Reading passage
-=-=-=-=-

Engines undergo a final inspection at the Stellantis Dundee Engine Complex on August 18, 2022 in Dundee, Michigan.
Bill Pugliano | Getty Images
Automaker Stellantis expects inflation costs on raw materials to subside next year following significant increases during the coronavirus pandemic, CFO Richard Palmer told investors Thursday.
The spiking costs of critical raw materials used by automakers such as steel, aluminum and others for EV batteries have been largely offset by record pricing of new vehicles, cushioning automakers’ margins. But as price increases slow, costs have yet to follow.
Palmer said he expects the favorable pricing of new vehicles to continue into next year, but said inflation could continue to hit other parts of the automaker’s supply chain.
“What we will see in 2023 is a lower impact from raw material inflation than the one we’ve seen this year. So, the entity of inflation impact, I think will be lower in 2023,” he said when discussing the company’s third-quarter revenue and deliveries. “Inflation may be high on other elements of the cost curve, but they are of a lower entity compared to raw material this year.”

-=-=-=-=-

Stored items
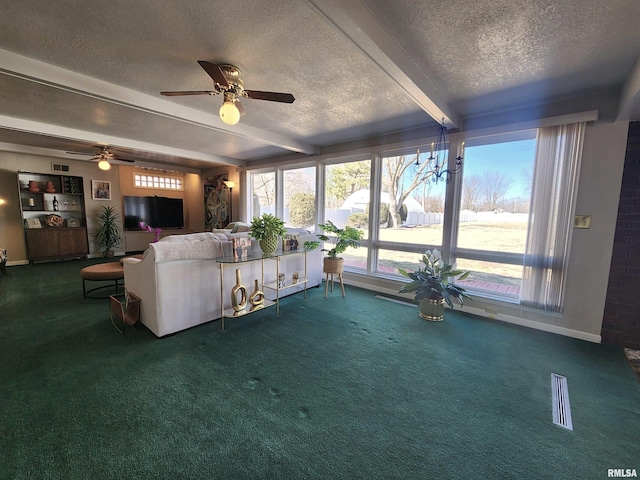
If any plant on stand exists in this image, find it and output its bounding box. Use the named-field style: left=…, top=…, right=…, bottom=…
left=398, top=249, right=471, bottom=322
left=249, top=213, right=286, bottom=255
left=93, top=205, right=122, bottom=258
left=304, top=220, right=363, bottom=297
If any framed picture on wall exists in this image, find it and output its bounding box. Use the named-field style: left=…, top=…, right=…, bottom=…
left=91, top=180, right=111, bottom=200
left=204, top=174, right=231, bottom=231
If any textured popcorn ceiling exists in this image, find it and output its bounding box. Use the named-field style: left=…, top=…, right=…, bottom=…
left=0, top=0, right=640, bottom=167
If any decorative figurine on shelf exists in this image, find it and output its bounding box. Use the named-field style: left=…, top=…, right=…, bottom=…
left=231, top=268, right=247, bottom=312
left=249, top=278, right=264, bottom=311
left=139, top=222, right=162, bottom=243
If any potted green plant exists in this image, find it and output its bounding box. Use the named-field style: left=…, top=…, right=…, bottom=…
left=398, top=249, right=471, bottom=322
left=249, top=213, right=286, bottom=255
left=318, top=220, right=363, bottom=274
left=93, top=205, right=122, bottom=257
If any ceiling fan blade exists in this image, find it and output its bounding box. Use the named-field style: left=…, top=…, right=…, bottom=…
left=198, top=60, right=229, bottom=87
left=160, top=90, right=218, bottom=97
left=245, top=90, right=295, bottom=103
left=65, top=152, right=95, bottom=157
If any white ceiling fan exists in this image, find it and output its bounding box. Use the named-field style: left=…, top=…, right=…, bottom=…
left=67, top=145, right=135, bottom=170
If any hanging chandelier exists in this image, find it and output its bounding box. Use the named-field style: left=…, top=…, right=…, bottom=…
left=414, top=118, right=464, bottom=183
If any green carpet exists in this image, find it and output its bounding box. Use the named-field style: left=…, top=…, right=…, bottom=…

-=-=-=-=-

Exercise tasks
1. In the Stellantis article, which costs does the CFO expect to subside next year?
2. Please carry on the Stellantis article past its final sentence.
These entries have no connection to the Stellantis article.

Task results
1. Inflation costs on raw materials.

2.
Palmer did not specify what inflationary costs he expected to decrease or increase in 2023. Stellantis, which was formed by the merger of Fiat Chrysler and France-based Groupe PSA in January 2021, was not immediately available to comment.
Costs across the automotive supply chain have skyrocketed during the coronavirus pandemic, as companies have struggled with logistics, materials and employees.
Ford in September warned investors that the company expects to incur an extra $1 billion in costs during the third quarter due to inflation and supply chain issues. The problems resulted in parts shortages affecting roughly 40,000 to 45,000 vehicles, primarily high-margin trucks and SUVs that haven’t been able to reach dealers.
In June, AlixPartners reported raw that material costs for both electric vehicles and traditional models with internal combustion engines more than doubled during the coronavirus pandemic.